■ Quoted text
□ □ □ □ □ □ □
Comparison of the personage with the image of the real Self and the ideal, aimed at assessing the perceived similarity/difference with other members of the professional group (international space crew), provides a study of the perception of social distances, which are determined by differences in national cultures [27].

3.3.4. Statistical Methods

To analyze the statistical reliability of the results, non-parametric methods were used: Wilcoxon’s T-test (to evaluate changes in the studied variables) and Spearman’s correlation coefficient, ρ. The correlation analysis of the variables described above, automatically calculated by the PSPA software, was carried out using SPSS Statistics 22.

4. Results

The application of the PSPA methodology on board the ISS made it possible to study changes in interpersonal perception at the different stages of a long-term space flight, as well as to evaluate the effects of changes in the crew’s composition due to its rotation.

4.1. Group Dynamics under the Long-Term Space Flight Factors

4.1.1. The Relationship between the Crewmembers in the Course of Annual Space Flight

As part of the “Interaction-2” first phase, we analyzed group dynamics during a unique mission that lasted for two crewmembers for 340 days. It helped to pinpoint a number of new questions related to the crew selection for ultra-long missions. The data on the interpersonal perception of six members from various expeditions (ISS 43–44 to ISS 46–47), who were together with the annual expedition crew at the station during shorter periods of time, were studied.
□ □ □ □ □ □ □
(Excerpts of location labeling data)
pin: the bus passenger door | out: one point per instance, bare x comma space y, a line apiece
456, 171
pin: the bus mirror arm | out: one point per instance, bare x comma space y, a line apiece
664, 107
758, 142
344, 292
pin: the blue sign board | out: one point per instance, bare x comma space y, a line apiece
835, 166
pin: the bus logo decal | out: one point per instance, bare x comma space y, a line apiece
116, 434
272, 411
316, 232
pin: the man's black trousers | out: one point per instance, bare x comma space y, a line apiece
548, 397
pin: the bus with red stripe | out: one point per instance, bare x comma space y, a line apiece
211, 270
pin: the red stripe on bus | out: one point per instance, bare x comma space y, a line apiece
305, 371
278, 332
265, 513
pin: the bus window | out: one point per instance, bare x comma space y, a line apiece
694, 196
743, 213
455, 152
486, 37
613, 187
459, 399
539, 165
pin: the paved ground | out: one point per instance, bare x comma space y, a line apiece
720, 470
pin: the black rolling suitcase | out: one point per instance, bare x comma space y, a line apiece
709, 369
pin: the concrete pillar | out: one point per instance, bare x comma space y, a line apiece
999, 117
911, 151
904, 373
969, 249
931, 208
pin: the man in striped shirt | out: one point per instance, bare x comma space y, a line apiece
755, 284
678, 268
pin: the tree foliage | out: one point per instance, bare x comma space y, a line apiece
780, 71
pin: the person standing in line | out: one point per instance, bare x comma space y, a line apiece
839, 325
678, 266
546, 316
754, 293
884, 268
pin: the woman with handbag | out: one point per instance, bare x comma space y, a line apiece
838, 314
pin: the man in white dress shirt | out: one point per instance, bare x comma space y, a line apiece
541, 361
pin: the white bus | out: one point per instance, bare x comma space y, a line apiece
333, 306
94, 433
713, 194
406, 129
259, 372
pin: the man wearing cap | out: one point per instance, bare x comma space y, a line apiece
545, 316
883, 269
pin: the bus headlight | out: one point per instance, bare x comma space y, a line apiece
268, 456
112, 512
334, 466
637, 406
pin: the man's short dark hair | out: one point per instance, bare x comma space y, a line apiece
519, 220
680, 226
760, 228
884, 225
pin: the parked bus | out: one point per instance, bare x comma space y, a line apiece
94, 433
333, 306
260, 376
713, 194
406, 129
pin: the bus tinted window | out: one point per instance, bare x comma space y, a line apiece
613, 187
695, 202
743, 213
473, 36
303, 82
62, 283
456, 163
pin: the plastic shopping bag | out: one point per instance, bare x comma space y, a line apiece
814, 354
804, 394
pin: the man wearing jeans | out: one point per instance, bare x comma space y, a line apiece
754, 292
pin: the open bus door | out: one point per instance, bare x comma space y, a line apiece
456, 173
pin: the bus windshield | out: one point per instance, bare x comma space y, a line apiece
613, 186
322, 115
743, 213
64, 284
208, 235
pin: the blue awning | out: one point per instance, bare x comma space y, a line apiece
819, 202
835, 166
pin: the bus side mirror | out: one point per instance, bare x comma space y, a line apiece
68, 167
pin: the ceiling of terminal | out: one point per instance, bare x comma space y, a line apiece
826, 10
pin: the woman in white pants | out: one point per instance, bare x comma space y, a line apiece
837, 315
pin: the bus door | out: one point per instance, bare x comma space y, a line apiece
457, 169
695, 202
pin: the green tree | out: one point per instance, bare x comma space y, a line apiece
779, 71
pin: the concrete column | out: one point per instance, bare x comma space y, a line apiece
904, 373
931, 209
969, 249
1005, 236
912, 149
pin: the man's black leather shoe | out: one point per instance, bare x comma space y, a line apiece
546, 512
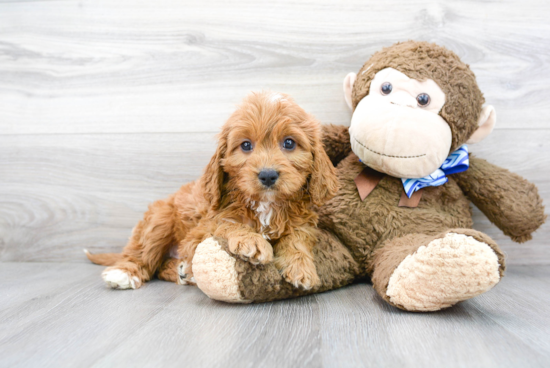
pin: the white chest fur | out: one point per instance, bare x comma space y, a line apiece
264, 213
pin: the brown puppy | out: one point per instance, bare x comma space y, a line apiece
258, 191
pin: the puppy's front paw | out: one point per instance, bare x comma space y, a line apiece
299, 272
251, 247
185, 275
116, 278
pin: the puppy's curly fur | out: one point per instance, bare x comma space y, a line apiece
269, 132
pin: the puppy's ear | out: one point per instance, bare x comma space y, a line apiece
323, 183
213, 177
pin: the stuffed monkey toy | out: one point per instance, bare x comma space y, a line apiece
402, 216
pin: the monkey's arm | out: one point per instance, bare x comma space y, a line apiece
336, 142
508, 200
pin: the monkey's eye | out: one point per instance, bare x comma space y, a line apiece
423, 99
386, 88
246, 146
289, 144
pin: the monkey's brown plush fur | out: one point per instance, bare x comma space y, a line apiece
419, 259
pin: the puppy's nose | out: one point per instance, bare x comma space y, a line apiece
268, 177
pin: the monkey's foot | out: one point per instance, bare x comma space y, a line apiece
444, 272
215, 272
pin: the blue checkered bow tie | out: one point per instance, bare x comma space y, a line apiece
456, 162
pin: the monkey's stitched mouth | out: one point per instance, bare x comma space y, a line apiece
381, 154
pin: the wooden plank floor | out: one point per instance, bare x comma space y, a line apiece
61, 315
106, 106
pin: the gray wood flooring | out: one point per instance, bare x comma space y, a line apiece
106, 106
61, 315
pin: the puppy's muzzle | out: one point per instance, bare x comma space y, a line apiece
268, 177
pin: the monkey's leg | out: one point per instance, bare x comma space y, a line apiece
223, 277
420, 272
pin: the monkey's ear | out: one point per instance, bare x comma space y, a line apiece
486, 124
348, 87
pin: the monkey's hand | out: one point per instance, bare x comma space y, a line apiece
508, 200
336, 142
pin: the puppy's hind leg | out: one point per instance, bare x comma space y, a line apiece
144, 253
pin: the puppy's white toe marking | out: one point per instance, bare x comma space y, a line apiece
118, 279
182, 272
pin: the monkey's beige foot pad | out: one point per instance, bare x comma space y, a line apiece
215, 272
443, 273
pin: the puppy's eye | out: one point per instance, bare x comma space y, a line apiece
423, 99
246, 146
289, 144
386, 88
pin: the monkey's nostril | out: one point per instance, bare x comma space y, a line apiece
268, 177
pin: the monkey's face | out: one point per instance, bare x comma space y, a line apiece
396, 129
□ □ □ □ □ □ □
■ Tasks
[1] Answer these about the space crew passage:
(a) Which program was used to carry out the correlation analysis?
(b) Which test was used to evaluate changes in the studied variables?
(c) How many days did the unique mission last for two crewmembers?
[2] Write out the space crew passage from "Comparison of the" to "national cultures [27].", switching "professional group" to "occupational group".

■ Task responses
[1]
(a) SPSS Statistics 22
(b) Wilcoxon’s T-test
(c) 340 days

[2]
Comparison of the personage with the image of the real Self and the ideal, aimed at assessing the perceived similarity/difference with other members of the occupational group (international space crew), provides a study of the perception of social distances, which are determined by differences in national cultures [27].